能否把下面含有字符串“lichen”的每一行都收集起来，并原样照抄？匹配时区分大小写。

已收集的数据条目
★ ★ ★ ★ ★

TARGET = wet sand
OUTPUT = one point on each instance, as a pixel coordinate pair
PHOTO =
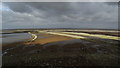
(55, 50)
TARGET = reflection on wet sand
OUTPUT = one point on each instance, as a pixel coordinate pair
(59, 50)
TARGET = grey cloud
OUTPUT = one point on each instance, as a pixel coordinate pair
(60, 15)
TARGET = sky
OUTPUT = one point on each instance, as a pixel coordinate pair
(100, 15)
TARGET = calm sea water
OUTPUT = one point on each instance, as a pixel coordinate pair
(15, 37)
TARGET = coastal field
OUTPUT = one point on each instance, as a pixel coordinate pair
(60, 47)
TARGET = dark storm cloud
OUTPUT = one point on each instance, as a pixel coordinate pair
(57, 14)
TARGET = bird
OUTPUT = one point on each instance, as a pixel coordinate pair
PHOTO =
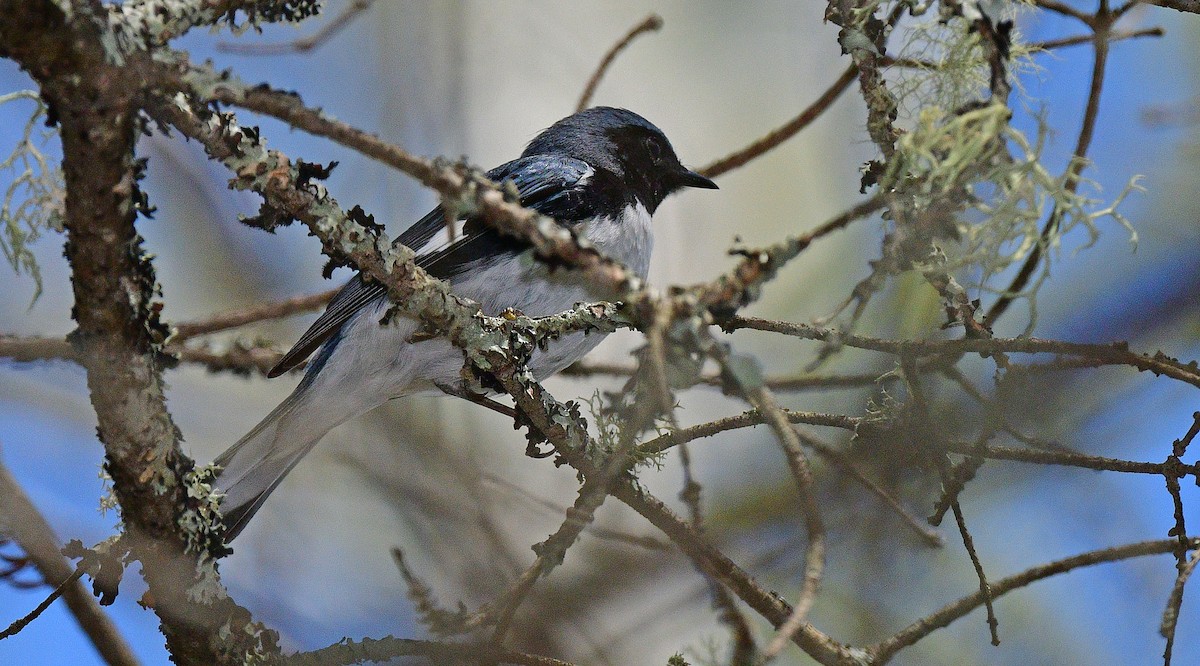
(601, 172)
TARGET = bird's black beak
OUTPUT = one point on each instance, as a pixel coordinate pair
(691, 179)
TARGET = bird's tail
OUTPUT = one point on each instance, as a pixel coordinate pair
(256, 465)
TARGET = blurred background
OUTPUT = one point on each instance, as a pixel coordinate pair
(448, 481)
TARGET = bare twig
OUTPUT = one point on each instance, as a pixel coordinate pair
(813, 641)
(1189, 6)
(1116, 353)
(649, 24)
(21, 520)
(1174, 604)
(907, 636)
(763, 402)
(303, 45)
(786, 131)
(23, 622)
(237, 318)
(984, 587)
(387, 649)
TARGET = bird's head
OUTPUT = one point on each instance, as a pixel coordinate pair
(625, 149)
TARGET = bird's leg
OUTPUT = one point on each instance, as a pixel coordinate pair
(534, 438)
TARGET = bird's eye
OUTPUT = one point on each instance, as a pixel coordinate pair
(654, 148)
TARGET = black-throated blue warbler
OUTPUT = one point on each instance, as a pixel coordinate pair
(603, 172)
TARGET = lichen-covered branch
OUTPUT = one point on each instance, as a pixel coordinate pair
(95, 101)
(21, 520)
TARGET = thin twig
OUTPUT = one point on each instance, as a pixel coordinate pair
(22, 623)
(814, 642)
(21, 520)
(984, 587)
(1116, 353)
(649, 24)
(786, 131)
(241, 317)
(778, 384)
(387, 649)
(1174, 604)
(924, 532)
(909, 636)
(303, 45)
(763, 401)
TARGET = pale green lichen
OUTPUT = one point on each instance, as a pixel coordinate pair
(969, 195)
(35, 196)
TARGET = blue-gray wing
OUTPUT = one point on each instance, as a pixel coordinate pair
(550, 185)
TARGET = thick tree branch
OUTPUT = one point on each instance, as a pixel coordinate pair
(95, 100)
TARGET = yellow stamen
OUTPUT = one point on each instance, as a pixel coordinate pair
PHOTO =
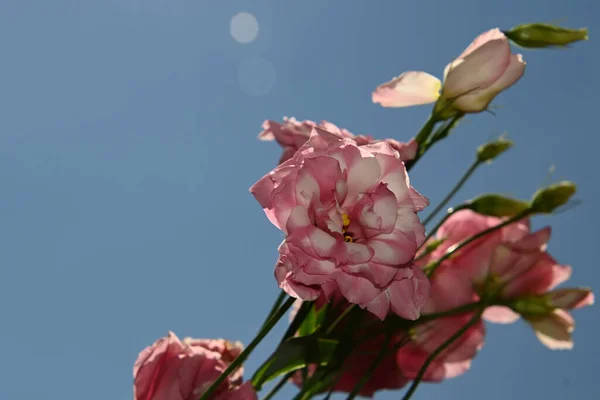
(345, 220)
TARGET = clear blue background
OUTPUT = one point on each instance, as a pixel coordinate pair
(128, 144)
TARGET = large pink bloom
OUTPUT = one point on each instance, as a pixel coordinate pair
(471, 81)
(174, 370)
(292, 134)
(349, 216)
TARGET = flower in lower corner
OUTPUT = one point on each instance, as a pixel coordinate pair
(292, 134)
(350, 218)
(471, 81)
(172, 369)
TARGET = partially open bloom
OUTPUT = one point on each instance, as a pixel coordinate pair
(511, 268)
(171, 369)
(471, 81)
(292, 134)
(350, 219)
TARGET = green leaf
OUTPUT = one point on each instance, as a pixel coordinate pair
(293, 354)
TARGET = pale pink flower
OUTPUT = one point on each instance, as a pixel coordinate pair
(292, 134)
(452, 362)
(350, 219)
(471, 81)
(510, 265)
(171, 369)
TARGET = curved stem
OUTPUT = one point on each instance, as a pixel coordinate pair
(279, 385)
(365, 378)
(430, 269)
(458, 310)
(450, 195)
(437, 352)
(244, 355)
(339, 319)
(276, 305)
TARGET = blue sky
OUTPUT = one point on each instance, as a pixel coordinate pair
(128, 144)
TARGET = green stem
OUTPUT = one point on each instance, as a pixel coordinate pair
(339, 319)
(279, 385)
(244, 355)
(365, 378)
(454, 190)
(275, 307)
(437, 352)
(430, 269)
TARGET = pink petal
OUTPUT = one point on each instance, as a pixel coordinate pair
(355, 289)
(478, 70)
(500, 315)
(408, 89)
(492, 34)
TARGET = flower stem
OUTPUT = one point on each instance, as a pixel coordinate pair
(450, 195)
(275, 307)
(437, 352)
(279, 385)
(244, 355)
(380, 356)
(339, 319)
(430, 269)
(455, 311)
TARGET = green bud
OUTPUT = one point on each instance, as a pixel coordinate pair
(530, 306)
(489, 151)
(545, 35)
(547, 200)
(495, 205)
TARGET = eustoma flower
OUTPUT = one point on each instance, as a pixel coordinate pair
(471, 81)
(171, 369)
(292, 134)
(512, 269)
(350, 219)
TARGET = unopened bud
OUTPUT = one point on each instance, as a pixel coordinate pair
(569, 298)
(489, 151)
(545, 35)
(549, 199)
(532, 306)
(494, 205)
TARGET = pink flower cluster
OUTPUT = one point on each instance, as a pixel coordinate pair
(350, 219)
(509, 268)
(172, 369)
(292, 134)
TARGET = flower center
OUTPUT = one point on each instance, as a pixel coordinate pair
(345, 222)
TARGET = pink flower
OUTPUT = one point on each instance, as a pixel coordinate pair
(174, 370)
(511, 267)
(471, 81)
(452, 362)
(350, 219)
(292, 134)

★ ★ ★ ★ ★

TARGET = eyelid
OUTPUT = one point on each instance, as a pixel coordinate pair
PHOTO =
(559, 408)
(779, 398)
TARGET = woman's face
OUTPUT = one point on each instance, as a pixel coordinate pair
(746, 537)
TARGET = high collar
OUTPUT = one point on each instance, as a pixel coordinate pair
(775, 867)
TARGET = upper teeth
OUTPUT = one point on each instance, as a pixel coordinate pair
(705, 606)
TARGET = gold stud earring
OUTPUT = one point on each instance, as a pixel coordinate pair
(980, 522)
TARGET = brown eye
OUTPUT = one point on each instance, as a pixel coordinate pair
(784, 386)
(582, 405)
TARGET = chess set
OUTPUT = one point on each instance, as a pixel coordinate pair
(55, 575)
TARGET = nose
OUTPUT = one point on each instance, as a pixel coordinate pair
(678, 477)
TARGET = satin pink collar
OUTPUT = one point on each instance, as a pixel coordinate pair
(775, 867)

★ ★ ★ ★ ★

练习结果
TARGET = lichen-covered branch
TARGET = pale green lichen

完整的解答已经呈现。